EXERCISE DESCRIPTION: All of the records below are to be given again word for word, with the pictures removed.

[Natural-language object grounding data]
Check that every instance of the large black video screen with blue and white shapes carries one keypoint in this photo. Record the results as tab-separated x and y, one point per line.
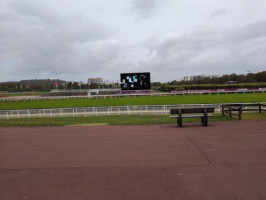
135	81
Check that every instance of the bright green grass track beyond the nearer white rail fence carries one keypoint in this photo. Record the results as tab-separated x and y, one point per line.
124	101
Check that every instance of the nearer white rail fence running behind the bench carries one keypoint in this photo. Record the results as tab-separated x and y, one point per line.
99	111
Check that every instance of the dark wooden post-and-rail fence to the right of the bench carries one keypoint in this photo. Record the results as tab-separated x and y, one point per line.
237	109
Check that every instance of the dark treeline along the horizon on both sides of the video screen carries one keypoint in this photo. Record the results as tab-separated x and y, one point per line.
44	85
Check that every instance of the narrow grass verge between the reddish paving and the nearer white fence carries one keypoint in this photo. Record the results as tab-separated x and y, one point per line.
113	120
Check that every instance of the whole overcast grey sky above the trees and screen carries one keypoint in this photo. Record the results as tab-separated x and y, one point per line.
77	39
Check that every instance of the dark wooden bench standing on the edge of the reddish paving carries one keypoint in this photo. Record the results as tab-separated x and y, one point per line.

RESULT:
Check that every instance of the large black video screen with blue and white shapes carries one keypoint in this photo. Record the results as tab-separated x and y, one point per line.
135	81
Check that every instance of the bright green grass track beyond the nearer white rail fence carries one keypoint in this photo. Record the results as tab-separated x and y, one point per line.
124	101
Check that every instance of the nearer white rail fence running behind the bench carries one keypoint in this photo. Record the results as tab-separated x and y, one point per line.
99	111
Check that every instance of the dark wooden post-and-rail fence to the right of the bench carries one keypoint in this photo. Record the results as tab-separated x and y, one point per line.
237	109
Check that every instance of the dark treeline along the horizon on both sides of the video screen carries one keypoint in this photo. Record the results as tab-separated x and y, one point per line.
44	85
Check that every instance of the narrow grass verge between the reddish paving and the nearer white fence carries one keypoint in this photo. Record the results as tab-separated x and y, one point per line.
113	120
Check that every instance of the whole overcast grey sky above the trees and screen carries one keypoint in this photo. Record the results as tab-separated x and y, one point per line.
77	39
Check that every instance of the dark wooden bench standing on the edge of the reddish paving carries one keypoint in this photo. Record the results as tab-separated x and y, one point per line.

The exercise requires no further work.